Five Reasons to Have A Positive Outlook for The Coming Year

Charter Flight Outlook for 2021

Charter Flight Outlook 2021

 This year has been a difficult one for the aviation industry. According to TRAQPak Flight Activity Data, in November, North American flights were down 16%, and European were down nearly 23% from 2019. Despite these declines, there are reasons to be optimistic about the charter industry in 2021.

 

New Charter Customers
Many travelers who can afford charter flights opted to fly commercially before the pandemic, often viewing it as a luxury they didn’t need. While the benefits of efficiency, privacy, and convenience may not have been compelling enough for these travelers, safety concerns have made it an essential way to travel. During the pandemic, these passengers opted for charter flights to avoid contact with strangers.

 

New charter passengers also enjoyed the added benefits of avoiding TSA lines and waiting in line for check-in. In addition, passengers on private flights often go through customs and immigration offices separately from crowded airport terminals. This change in attitude is a benefit to private charter operations. After flying privately, it may be difficult for these travelers to return to commercial airlines.

 

Record Low Fuel Prices

Fuel accounts for up to 40% of the total expenditures for aircraft operations. Currently, jet fuel prices are down 11% from last year and are 25% lower than the all-time high in July 2008. Given that fuel comprises such a large part of operating costs, charter airlines can offer more competitive prices for charter flights. For consumers, this means charter travel can cost up to 20% less than usual.

 

In addition to low fuel prices, operations can also invest in dynamic technology to decrease their fuel costs and pass on the savings to their passengers, making the charter flight more attractive to travelers.
_ _ _ _ _ _ _
Work to complete:
a – In the charter flight outlook text, up to what share of total expenditures for aircraft operations can fuel account for?
b – Resume the article on the 2021 charter flight outlook after its final sentence.
_ _ _ _ _ _ _
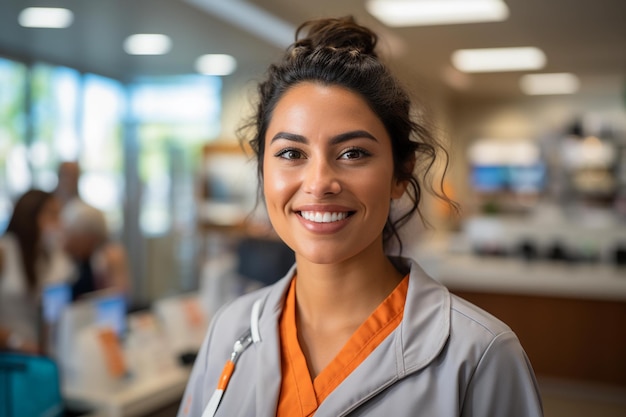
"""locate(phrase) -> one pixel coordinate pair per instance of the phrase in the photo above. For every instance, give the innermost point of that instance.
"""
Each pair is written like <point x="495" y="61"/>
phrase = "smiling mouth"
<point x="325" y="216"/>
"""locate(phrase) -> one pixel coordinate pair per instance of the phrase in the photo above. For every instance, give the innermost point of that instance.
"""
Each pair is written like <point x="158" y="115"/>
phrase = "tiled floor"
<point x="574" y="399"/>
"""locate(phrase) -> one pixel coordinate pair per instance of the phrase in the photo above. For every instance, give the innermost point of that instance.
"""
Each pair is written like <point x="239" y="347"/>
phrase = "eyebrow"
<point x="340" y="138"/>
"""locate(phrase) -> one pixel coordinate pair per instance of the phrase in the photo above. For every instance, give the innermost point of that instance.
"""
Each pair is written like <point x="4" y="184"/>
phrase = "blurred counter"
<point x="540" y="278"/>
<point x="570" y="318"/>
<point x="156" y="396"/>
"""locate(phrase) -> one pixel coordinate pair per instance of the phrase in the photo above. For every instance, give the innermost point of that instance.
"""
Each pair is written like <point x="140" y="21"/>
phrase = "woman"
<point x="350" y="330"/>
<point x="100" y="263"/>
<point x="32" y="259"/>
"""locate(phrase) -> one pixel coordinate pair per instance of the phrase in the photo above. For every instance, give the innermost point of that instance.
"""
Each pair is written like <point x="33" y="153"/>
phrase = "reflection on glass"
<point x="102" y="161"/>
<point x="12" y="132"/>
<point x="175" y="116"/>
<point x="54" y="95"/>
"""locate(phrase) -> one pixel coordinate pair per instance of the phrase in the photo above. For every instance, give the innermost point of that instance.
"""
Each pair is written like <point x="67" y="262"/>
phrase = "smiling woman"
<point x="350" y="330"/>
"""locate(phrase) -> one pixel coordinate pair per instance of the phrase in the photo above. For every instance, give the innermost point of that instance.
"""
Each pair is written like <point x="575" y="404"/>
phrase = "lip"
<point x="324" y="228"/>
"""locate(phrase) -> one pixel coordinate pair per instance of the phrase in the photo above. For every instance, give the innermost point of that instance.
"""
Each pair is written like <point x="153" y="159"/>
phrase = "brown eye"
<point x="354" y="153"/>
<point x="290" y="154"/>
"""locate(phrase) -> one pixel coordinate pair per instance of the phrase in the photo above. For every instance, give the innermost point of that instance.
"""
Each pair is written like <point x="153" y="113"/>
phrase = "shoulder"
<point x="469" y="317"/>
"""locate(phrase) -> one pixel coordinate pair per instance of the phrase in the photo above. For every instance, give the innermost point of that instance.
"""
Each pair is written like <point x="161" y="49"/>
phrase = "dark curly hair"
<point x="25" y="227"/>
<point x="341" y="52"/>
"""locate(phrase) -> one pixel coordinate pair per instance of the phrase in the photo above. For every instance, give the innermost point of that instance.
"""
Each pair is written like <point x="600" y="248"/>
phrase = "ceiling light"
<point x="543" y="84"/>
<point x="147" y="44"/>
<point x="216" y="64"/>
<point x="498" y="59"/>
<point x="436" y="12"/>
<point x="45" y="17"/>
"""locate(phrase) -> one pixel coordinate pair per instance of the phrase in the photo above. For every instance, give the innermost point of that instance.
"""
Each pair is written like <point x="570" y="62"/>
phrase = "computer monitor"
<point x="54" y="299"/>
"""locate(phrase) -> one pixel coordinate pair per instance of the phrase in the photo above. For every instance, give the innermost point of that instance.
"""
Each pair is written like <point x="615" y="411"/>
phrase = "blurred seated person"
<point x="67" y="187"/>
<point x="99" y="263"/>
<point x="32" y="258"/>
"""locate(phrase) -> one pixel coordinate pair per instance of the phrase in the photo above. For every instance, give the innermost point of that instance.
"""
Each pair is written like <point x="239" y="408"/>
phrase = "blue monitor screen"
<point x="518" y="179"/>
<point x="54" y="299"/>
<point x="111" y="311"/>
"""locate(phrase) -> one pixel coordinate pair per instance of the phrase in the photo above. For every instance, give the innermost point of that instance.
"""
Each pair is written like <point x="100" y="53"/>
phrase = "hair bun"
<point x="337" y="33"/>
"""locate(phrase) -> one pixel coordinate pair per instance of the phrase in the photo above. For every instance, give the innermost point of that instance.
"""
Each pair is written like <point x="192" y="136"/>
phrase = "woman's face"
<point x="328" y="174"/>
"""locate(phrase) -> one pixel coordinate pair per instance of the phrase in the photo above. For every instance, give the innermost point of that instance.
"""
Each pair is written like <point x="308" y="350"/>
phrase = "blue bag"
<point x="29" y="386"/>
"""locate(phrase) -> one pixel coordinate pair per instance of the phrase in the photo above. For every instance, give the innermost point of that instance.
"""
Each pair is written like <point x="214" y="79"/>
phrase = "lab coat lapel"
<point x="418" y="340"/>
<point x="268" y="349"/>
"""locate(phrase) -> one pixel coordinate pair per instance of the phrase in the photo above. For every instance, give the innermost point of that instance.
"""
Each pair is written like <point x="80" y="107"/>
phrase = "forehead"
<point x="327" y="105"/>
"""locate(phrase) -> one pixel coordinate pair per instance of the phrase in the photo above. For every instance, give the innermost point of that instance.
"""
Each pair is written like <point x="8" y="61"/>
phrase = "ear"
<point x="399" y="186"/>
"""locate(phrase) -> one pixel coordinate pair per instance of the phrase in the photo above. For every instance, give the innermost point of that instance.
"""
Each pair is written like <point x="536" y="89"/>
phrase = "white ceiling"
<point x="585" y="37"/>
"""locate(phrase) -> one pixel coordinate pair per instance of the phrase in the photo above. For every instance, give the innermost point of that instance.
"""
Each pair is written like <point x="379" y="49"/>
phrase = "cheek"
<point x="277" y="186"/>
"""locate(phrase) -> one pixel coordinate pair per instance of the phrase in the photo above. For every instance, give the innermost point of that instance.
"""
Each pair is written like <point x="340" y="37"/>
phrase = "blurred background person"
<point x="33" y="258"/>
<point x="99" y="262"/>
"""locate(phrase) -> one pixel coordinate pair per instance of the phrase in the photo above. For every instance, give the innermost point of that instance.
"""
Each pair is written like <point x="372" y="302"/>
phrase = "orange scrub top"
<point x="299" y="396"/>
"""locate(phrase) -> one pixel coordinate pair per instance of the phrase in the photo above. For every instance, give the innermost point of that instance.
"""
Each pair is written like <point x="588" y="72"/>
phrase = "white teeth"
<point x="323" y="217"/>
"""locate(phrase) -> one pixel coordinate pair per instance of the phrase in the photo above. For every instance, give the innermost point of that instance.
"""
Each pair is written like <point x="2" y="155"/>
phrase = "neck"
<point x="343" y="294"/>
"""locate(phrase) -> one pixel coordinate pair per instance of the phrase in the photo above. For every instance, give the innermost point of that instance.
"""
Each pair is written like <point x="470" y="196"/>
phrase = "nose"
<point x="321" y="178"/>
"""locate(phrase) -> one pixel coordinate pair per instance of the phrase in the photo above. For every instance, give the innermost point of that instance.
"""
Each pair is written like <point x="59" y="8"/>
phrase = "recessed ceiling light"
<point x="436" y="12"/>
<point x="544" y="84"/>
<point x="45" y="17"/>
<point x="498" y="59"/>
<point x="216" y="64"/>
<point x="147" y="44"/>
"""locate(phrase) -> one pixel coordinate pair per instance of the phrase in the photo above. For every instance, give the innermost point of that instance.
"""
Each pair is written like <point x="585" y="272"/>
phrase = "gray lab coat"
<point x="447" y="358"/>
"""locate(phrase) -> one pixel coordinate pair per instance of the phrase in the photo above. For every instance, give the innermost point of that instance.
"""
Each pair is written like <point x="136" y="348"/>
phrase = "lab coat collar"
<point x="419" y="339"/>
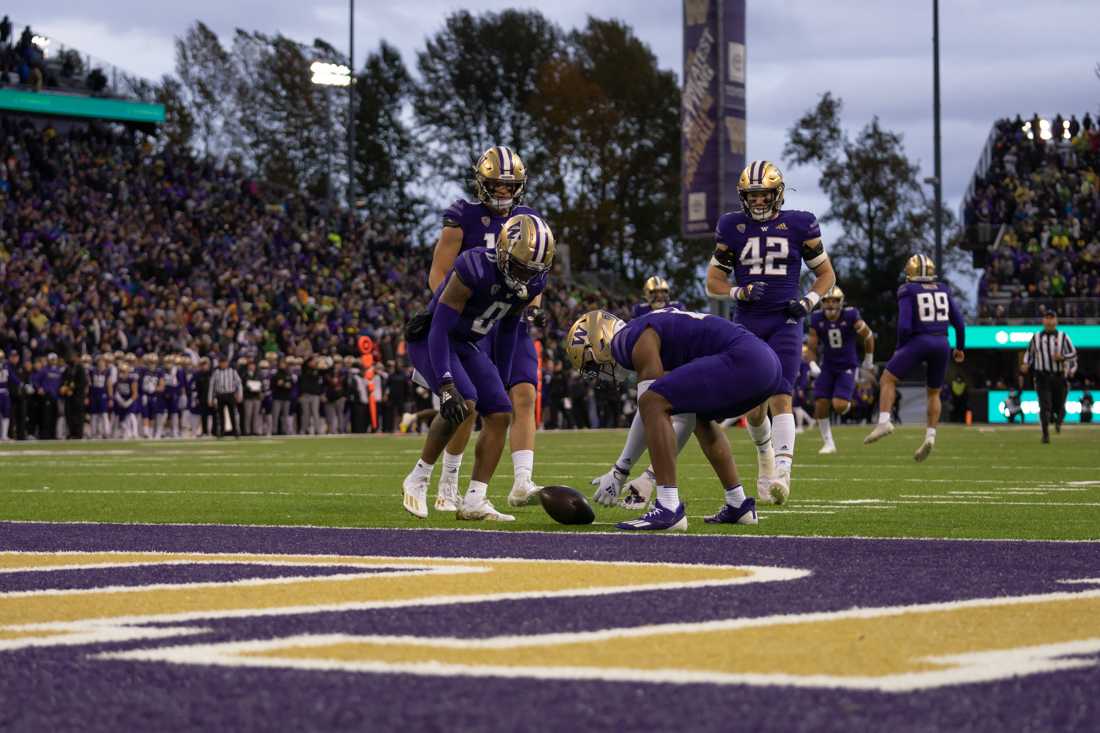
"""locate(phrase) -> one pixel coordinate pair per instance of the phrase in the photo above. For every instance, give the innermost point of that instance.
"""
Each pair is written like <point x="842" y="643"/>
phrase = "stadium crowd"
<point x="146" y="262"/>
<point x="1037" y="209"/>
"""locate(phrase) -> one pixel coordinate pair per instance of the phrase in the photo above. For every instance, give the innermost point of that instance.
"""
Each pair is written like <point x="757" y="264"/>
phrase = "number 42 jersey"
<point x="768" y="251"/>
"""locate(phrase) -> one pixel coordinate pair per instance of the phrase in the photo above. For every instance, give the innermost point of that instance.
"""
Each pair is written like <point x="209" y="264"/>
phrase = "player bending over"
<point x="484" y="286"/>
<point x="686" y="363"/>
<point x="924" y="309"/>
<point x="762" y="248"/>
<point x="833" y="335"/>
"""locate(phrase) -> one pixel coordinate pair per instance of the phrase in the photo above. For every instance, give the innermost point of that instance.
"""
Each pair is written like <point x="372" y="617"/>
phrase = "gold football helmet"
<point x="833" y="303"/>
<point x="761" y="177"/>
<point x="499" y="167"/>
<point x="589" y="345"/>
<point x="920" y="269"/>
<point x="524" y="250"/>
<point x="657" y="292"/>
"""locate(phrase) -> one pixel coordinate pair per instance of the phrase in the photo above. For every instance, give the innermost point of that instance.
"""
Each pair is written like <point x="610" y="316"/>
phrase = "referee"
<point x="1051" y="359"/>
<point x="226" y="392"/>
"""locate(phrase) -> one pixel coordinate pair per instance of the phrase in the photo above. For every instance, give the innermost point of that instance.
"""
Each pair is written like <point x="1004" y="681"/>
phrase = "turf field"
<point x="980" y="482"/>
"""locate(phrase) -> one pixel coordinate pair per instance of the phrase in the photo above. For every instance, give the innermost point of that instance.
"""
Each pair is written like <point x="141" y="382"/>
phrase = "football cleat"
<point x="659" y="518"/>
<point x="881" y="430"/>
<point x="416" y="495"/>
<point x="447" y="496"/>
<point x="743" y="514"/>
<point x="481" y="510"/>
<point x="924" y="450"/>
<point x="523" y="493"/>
_ _ _ _ _ _ _
Answer set:
a – Up to 40%.

b –
COVID-19 Vaccine

There are currently more than 100 COVID-19 vaccines under development, with a number of these in the human trial phase. In the past month, Pfizer and Moderna have received emergency approval from the US Food and Drug Administration (FDA) to distribute their vaccines that could result in widespread availability as early as spring 2021. The US government is working with biotechnology companies to create millions of doses of vaccines while in development to ensure they will be available soon after approval from the Centers for Disease Control (CDC).

 

New vaccine availability has given a boost to airline stock prices. Travel agents are reporting an increase in bookings for trips in 2021. After spending most of 2020 in lockdown, the public is anxious to travel.

 

Until a vaccine is widely distributed, improved testing procedures may be enough to convince some to travel. Rapid tests, which provide results in minutes instead of days, are now more widely available. In November, the FDA approved the first COVD-19 home test. Travelers also have additional options such as portable test results to certify their health status before departure.

 

Return of Business Travel

Business aviation plays a crucial role in the industry. As businesses reopen, travel is becoming necessary. With the decline in commercial airline schedules, getting where business travelers need to go has become more difficult. With charter flights, the need to change planes at a major hub is eliminated, and more trips can be made in a single day. Using private flights also puts clients at ease that the visitors were not exposed to the virus on a commercial airplane.

 

Over the past year, companies have saved money on trade shows, conferences, and other marketing expenses that were canceled due to the pandemic. This allows them to expand their budget and approve private travel. Companies that have previously used private aviation are expanding their usage, and others are exploring this option.

Extending the Sports “Bubble”

Sports travel has the potential to become the fastest-growing segment in the air charter industry in 2021. Due to rescheduled international events and new health protocols imposed by governing bodies and federations, charters’ demand is growing. In the US, the NBA and NHL opted to keep their teams in a “bubble,” away from the public and potential infection. The NFL and Major League Baseball did not use this approach, keeping games in stadiums across the country. Chartered flights kept players and coaches in a “bubble.”

 

Sports teams are now far more aware of the health risks around travel and are determined to keep their players and staff safe. While most high-profile professional teams previously chartered flights for away games before the pandemic, smaller organizations are now looking into this option. Private charters are an alternative they haven’t tried before due to the costs and ease of scheduling commercial flights. But during the pandemic, teams are looking at charters due to increased anxiety around traveling.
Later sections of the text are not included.